Exercise instructions
1) In the passage about the Mayan calendar, what is one suggestion for what the 260-day cycle represents?
2) Transcribe the passage about the Mayan calendar word for word, starting with "As for the 260-day" and ending after "Etruscans come from?".

Text shown
It has been suggested that the 13-day week may relate to the lunar calendar, being the period between a new moon and a full moon. The trouble with this theory is that it doesn’t add up, as it would give a lunar month of 26 days instead of the more accurate figure of 29. Supporters of the theory respond by saying that you can enjoy the full moon on the day before and the day after too, so the full cycle is 13 days from new to full, 3 days of full-moon watching, then 13 days of a waning moon. Hey presto: 29. But even the Mayans must have felt there was something unsatisfactory about a 13-day lunar week, with the phases of the Moon starting 3 days later every cycle.

As for the 260-day cycle, one suggestion is that it is the period of human gestation, or at least the time between the first missed period and childbirth. Yet there is no evidence to suggest that Mayan midwives had a large influence on the calendar system.

16. Where did the Etruscans come from?

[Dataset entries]
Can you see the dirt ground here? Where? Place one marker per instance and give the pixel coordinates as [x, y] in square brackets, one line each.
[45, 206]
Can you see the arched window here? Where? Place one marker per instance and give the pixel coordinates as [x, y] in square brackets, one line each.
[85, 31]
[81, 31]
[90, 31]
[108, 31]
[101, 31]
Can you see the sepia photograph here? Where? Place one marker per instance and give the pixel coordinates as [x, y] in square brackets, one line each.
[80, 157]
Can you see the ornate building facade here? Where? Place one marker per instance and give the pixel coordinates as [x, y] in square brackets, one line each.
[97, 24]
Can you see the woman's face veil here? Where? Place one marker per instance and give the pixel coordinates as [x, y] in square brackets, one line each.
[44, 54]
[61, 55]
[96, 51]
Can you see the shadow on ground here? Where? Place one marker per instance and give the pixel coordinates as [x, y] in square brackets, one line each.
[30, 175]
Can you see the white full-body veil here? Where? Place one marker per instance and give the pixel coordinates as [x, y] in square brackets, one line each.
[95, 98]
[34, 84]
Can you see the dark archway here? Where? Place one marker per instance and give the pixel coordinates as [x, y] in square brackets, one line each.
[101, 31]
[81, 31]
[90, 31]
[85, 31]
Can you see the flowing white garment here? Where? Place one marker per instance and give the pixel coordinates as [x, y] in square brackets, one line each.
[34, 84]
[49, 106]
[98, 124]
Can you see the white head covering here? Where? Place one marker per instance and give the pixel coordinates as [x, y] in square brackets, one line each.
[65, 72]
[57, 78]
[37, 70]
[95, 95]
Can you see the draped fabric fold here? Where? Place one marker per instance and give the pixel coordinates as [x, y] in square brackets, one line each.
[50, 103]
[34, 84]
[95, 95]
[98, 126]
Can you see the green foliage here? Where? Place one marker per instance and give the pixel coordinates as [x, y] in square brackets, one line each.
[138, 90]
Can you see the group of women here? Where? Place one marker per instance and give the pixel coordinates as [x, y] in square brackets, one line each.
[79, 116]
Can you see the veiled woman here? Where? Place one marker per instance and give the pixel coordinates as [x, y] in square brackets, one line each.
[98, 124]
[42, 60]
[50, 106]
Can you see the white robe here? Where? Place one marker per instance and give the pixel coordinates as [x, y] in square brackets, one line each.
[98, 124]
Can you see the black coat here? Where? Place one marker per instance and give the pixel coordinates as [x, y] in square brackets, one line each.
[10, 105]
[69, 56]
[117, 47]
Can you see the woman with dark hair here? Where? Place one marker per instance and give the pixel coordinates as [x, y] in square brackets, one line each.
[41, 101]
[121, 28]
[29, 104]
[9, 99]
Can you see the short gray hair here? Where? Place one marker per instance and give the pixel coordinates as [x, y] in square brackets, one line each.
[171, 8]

==

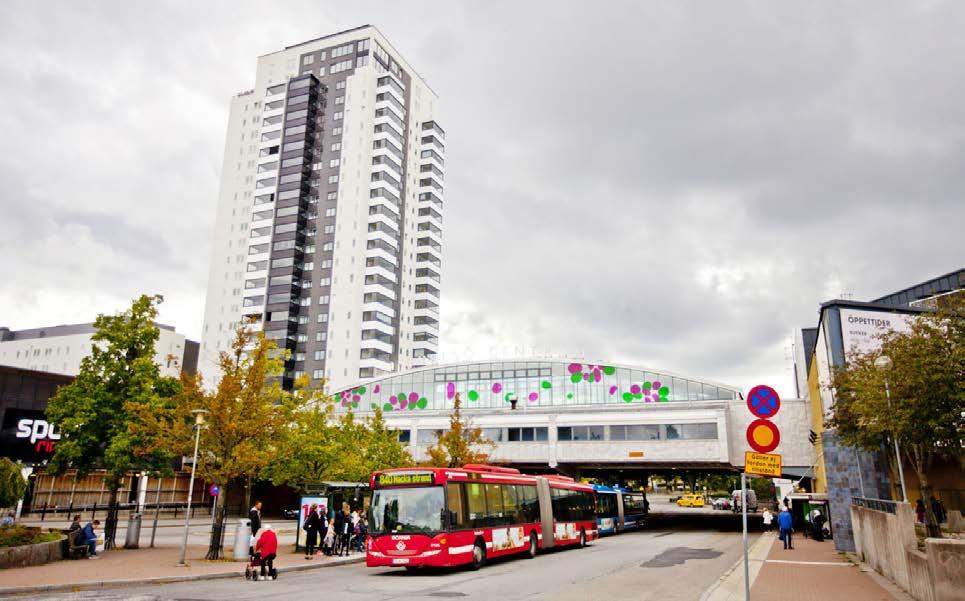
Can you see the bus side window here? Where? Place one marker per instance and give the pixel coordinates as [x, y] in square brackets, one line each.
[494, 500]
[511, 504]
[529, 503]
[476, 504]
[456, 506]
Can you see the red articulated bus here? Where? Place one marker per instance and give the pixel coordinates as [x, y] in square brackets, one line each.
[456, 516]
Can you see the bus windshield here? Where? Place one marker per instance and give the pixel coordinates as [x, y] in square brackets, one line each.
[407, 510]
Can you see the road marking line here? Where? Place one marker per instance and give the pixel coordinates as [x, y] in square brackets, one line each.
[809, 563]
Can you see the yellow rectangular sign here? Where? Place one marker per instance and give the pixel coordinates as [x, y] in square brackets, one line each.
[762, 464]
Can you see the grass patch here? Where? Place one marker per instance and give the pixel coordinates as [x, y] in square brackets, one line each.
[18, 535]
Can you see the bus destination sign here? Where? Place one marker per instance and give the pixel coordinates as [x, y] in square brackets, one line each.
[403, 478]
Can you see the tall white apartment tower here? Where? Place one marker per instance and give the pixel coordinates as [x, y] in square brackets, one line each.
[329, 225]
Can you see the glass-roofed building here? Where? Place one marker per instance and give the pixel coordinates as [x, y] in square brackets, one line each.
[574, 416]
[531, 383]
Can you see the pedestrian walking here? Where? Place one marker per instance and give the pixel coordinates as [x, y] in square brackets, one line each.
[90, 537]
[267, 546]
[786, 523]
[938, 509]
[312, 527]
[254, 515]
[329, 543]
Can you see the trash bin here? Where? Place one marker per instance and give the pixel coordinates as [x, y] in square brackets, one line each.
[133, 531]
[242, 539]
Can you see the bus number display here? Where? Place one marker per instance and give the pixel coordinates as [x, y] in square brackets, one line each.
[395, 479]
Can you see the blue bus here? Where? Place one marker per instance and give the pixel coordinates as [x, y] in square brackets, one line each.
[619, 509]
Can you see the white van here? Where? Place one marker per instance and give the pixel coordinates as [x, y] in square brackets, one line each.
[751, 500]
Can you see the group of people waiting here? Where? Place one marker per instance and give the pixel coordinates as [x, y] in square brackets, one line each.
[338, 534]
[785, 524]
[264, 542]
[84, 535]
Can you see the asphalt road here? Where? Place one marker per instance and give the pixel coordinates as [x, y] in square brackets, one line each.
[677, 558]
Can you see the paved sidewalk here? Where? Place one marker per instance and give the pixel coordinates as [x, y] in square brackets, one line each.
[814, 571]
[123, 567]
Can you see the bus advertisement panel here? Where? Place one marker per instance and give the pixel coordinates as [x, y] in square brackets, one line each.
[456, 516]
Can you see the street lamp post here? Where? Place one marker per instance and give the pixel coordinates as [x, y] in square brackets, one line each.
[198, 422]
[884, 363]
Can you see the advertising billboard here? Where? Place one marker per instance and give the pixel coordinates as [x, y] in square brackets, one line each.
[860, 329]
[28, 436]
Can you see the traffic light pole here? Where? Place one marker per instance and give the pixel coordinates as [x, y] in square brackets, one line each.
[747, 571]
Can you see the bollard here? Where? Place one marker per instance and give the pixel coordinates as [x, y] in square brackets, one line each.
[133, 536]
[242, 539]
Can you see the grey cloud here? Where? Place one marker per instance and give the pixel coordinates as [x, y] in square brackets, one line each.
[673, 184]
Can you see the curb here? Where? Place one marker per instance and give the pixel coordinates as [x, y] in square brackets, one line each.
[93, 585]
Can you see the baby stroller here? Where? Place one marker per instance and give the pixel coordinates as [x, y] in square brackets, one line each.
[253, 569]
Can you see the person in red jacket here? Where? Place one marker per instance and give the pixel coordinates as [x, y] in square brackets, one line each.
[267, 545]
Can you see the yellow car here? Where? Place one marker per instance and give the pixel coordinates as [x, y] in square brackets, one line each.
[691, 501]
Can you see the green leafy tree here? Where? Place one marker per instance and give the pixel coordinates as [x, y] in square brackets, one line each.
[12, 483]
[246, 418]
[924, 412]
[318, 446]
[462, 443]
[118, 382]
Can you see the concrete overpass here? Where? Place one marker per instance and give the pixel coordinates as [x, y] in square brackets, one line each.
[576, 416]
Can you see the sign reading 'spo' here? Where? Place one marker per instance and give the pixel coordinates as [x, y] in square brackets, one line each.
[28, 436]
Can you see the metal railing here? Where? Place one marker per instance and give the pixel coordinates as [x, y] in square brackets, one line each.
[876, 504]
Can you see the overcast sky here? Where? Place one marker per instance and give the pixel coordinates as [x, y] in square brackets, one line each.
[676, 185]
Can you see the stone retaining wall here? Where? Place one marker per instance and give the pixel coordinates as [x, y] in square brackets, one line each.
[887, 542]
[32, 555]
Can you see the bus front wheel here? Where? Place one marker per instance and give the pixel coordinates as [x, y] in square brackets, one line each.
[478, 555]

Solutions to each task
1) It is the period of human gestation, or at least the time between the first missed period and childbirth.

2)
As for the 260-day cycle, one suggestion is that it is the period of human gestation, or at least the time between the first missed period and childbirth. Yet there is no evidence to suggest that Mayan midwives had a large influence on the calendar system.

16. Where did the Etruscans come from?